» LISTING
________________________________________

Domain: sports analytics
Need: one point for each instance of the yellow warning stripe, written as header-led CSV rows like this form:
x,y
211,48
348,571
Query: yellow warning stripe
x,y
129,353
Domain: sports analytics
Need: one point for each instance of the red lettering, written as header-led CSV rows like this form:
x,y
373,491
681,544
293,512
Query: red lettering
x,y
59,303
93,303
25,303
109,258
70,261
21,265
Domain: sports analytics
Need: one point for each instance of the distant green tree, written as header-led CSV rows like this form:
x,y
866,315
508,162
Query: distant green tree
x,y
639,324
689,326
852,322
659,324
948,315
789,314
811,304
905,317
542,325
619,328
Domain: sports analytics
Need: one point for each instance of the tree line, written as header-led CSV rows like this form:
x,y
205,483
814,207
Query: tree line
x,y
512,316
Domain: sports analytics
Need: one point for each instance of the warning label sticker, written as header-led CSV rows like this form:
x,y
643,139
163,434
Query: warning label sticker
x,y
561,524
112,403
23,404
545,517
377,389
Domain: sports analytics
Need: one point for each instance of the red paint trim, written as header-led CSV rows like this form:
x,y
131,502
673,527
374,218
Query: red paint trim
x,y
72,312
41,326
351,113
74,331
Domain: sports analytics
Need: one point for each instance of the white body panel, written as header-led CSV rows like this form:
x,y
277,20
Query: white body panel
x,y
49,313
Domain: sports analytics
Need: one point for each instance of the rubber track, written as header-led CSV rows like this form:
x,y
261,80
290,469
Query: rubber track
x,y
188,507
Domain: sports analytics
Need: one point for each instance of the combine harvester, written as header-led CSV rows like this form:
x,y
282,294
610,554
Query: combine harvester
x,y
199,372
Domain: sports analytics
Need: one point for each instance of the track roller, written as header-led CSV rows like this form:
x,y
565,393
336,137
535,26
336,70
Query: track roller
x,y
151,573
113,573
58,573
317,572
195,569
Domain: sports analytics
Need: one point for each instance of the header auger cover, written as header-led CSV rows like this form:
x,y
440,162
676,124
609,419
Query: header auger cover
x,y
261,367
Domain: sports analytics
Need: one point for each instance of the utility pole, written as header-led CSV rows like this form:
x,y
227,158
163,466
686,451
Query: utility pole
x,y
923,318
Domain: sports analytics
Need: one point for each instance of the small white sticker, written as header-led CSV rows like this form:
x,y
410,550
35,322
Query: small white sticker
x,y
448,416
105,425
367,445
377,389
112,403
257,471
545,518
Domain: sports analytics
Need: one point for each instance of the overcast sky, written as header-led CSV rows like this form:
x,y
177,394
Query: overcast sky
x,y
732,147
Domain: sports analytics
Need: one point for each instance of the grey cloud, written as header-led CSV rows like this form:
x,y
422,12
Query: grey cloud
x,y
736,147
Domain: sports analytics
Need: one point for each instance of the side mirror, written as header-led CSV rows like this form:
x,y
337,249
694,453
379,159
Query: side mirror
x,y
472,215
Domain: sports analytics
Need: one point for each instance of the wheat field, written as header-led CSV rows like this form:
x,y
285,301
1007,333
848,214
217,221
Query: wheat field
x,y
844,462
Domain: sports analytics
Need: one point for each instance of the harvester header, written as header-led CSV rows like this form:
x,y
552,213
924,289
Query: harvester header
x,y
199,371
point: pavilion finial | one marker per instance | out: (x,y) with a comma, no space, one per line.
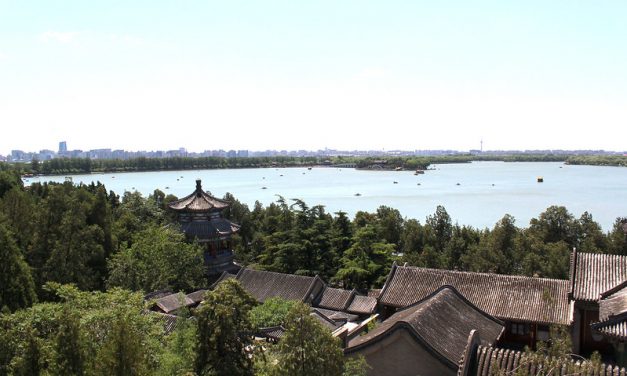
(198,187)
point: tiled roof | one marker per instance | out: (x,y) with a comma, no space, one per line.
(507,297)
(198,201)
(263,285)
(613,305)
(615,328)
(592,274)
(441,321)
(197,296)
(488,361)
(273,332)
(336,299)
(613,313)
(363,305)
(324,320)
(337,316)
(213,228)
(222,277)
(173,302)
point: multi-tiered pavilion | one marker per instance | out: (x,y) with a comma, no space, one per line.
(200,217)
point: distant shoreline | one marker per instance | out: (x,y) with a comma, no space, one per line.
(59,167)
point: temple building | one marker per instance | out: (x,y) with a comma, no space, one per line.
(200,217)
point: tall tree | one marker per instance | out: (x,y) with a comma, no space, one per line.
(439,229)
(224,331)
(70,357)
(366,262)
(17,289)
(307,348)
(159,258)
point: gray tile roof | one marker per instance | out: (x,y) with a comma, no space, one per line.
(222,277)
(197,296)
(614,328)
(198,201)
(517,298)
(613,313)
(274,332)
(213,228)
(337,316)
(441,321)
(324,320)
(172,302)
(263,285)
(488,361)
(592,274)
(363,305)
(336,299)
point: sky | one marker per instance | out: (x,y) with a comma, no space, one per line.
(340,74)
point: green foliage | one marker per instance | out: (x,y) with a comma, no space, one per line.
(179,354)
(159,258)
(70,352)
(9,179)
(223,339)
(17,289)
(355,366)
(366,263)
(307,348)
(272,312)
(90,333)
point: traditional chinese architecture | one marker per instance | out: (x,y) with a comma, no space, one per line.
(482,360)
(595,278)
(427,338)
(200,217)
(612,323)
(527,305)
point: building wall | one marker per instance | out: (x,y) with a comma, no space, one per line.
(400,354)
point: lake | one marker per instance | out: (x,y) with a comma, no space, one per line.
(476,194)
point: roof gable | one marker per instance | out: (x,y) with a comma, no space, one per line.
(364,305)
(198,201)
(336,299)
(173,302)
(441,321)
(593,274)
(263,285)
(518,298)
(488,361)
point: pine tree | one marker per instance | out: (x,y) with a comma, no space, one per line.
(307,348)
(69,350)
(224,331)
(17,289)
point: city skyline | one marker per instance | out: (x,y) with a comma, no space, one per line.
(353,75)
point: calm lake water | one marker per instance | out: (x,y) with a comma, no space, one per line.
(476,194)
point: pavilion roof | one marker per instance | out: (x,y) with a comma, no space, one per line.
(517,298)
(488,361)
(442,322)
(263,285)
(198,201)
(592,274)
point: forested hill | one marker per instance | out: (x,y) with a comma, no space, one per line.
(85,235)
(66,166)
(77,260)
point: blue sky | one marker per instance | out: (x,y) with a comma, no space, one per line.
(144,75)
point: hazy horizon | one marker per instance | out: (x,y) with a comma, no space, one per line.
(350,75)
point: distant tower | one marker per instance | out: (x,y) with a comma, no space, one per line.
(200,216)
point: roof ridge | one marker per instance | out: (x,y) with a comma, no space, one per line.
(522,277)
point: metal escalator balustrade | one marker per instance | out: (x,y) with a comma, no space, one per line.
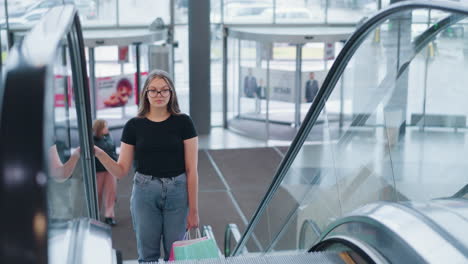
(386,75)
(47,179)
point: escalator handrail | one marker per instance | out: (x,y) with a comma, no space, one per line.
(334,74)
(24,115)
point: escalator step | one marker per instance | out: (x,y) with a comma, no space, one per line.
(315,258)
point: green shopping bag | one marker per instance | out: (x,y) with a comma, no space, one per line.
(197,249)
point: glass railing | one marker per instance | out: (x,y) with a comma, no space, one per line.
(46,164)
(394,112)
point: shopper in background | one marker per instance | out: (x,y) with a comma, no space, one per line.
(106,183)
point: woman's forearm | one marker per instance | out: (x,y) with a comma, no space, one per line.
(192,188)
(113,167)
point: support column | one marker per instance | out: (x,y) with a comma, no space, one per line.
(200,62)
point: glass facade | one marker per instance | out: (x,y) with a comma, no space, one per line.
(139,14)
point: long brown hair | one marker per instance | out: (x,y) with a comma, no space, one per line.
(172,106)
(98,127)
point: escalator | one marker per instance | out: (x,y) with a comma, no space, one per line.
(388,183)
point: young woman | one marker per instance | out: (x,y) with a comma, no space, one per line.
(106,183)
(164,144)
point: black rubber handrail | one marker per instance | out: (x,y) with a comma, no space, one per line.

________________________________________

» GIVEN TASK
Skip the pictures and write out exactly the lines from the line containing "point: calm lake" through the end of the listing above.

» WRITTEN ANSWER
point: calm lake water | one marker per instance | out: (x,y) with a comma, no space, one per line.
(476,194)
point: pavilion roof | one marker per instance | out: (x,y) with a comma, no space, one per line.
(517,298)
(488,361)
(442,322)
(263,285)
(198,201)
(592,274)
point: forested hill | one marker per instance | out: (x,y) with a comma, no space, one per line.
(85,235)
(66,166)
(77,260)
point: blue sky | one marker per instance | out: (x,y) with a comma, no space, one per line.
(144,75)
point: hazy horizon | one marker per instance | out: (x,y) with a comma, no space, one per line.
(350,75)
point: distant tower | one marker per instance | out: (x,y) with a comma, no space, one per line.
(200,216)
point: roof ridge | one marker per instance | out: (x,y) with a comma, no space, one per line.
(522,277)
point: metal escalator balustrade | one marker per instance | out: (x,y) with a comma, no space, one per line.
(386,75)
(47,179)
point: escalator handrail | one marker per instance | out: (x,y) with a comma, no space, one per line.
(334,74)
(24,115)
point: escalator step | one marker per instance | out: (x,y) with a comma, no space, one per line.
(315,258)
point: green shopping bag | one marker per instance | out: (x,y) with a comma, no space, one per line.
(197,249)
point: glass railing | one marker per instance | out: (x,y) with a comma, no space, one per line.
(46,164)
(394,112)
point: shopper in background | one marker per instance | out: (x,y) with a comma, no space, one per line.
(106,183)
point: woman's forearm | one marker per instance | out: (x,y) with a comma, no space, one per line.
(192,188)
(113,167)
point: support column | one marker per instance | out: (x,y) with a comma, no space, one per line.
(200,62)
point: glass facade | one marker per instance | out: (x,y) with a comma, no space, one per line.
(139,14)
point: long brown hair | one marker per instance | out: (x,y) with a comma, no space, one per line.
(172,106)
(98,127)
point: escalator | one marker per instance | out: (x,y) with a comma, no space, one per line.
(388,183)
point: young woman | one marker per instance | out: (x,y) with a comma, no space, one per line.
(106,183)
(164,144)
point: black rubber handrail | one marker per instance | out: (x,y) with a comma, no space, one per line.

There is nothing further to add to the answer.